| TEXTAUSZUG |
Die Anleitung ist ein kleines Highlight. Nicht nur, dass sie sehr gut strukturiert ist, zahlreiche Bebilderung und Beispiele zur Verdeutlichung der Regeln beinhaltet und den Spieleinstieg dadurch leicht macht. Nein, das ganz große Plus ist der historische Teil, der mehr als die Hälfte der 24 Seiten einnimmt. Hierin gibt es u.a. zu jeder einzelnen Karte interessante Hintergrundinformationen. Zu jedem Informanten, jedem Mitverschwörer und jedem Journalisten gibt es einige interessante Fakten. Zu jedem Ereignis gibt es eine Einordnung, wie sich dieses in den Skandal einfügt. Auf 7 Seiten wird abschließend noch einmal die gesamte Watergate-Affäre geschildert, gefolgt von einigen Fußnoten einzelner Geschehnisse.

| AUFGABE 1 |
Welche Personengruppen nennt der Textauszug über die Spielanleitung, zu denen es jeweils einige interessante Fakten gibt?
| AUFGABE 2 |
Führe den Textauszug über die Spielanleitung nach seinem letzten Satz weiter.

| BEREITGESTELLTES MATERIAL |
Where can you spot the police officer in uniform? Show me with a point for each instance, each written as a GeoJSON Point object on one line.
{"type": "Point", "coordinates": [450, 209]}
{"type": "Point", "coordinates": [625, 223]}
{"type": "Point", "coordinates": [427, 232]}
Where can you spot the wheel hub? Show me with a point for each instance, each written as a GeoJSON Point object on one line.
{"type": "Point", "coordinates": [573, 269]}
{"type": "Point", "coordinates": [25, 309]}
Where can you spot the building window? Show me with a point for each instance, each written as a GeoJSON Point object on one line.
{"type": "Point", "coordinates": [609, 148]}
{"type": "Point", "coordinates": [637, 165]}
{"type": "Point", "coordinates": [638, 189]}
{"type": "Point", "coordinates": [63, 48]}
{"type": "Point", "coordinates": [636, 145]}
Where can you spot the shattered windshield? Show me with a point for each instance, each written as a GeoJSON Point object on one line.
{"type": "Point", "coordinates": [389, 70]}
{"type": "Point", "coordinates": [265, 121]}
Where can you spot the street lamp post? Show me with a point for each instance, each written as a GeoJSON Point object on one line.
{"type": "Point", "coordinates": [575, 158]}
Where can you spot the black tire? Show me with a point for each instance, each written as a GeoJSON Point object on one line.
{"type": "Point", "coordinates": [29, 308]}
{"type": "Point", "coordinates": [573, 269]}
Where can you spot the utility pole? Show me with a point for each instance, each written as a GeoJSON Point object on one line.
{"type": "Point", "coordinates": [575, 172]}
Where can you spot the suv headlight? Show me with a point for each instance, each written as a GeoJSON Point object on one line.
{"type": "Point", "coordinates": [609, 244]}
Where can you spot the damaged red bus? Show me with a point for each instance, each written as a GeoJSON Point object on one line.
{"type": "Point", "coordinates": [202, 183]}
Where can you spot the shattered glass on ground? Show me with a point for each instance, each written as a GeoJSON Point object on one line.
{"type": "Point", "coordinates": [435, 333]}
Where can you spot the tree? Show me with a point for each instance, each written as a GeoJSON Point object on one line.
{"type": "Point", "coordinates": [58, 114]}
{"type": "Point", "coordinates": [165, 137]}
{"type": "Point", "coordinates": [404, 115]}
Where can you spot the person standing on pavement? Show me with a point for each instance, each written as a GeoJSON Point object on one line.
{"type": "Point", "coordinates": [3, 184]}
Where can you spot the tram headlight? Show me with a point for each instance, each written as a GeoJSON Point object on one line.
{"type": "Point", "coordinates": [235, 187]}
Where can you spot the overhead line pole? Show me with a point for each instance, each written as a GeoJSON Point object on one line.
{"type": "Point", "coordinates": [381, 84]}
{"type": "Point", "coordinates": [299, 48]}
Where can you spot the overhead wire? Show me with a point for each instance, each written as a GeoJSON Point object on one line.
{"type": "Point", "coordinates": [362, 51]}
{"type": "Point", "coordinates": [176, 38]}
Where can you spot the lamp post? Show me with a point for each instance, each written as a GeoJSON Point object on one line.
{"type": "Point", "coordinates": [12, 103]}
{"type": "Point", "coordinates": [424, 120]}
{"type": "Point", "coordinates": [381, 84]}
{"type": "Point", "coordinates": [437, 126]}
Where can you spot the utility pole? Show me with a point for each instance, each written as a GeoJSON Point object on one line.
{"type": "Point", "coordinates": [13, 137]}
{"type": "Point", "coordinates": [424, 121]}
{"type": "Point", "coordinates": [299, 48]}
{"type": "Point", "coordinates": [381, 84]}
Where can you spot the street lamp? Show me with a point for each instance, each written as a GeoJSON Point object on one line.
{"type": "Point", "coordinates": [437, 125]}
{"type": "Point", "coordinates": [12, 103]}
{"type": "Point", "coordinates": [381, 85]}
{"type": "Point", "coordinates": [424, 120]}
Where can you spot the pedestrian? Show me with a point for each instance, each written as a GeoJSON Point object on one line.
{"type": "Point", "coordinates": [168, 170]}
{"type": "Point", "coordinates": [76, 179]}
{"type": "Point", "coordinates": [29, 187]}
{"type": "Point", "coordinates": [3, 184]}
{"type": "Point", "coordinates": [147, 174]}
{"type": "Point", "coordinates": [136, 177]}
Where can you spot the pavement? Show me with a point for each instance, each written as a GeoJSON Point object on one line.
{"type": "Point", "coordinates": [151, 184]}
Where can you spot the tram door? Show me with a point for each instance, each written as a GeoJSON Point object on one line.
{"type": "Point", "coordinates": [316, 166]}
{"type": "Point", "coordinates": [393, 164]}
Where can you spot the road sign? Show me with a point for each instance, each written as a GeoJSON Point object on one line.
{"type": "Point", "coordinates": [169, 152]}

| ANTWORT 1 |
Informanten, Mitverschwörer und Journalisten.

| ANTWORT 2 |
Wenn WATERGATE auf den Tisch kommt, darf niemand auf einen friedlichen Spieleabend hoffen. Autor Matthias Cramer hat es geschafft, die ganze Schärfe des Skandals in ein Brettspiel zu verpacken. Die Aktionen, die sich beide Parteien immer wieder um die Ohren hauen, sind durchaus scharfe Munition und gerade von Seiten der Nixon-Administration sind hier einige Tiefschläge zu erwarten. Doch auch die Journalisten müssen nicht allein mit der Feder auskommen und können ihrerseits die eine oder andere Aktion ins Feld führen, um der Nixon-Administration die Zornesröte ins Gesicht zu treiben. Das Spiel schafft es sehr gut, die verbissene Auseinandersetzung der Watergate-Affäre in ein Spiel zu verpacken.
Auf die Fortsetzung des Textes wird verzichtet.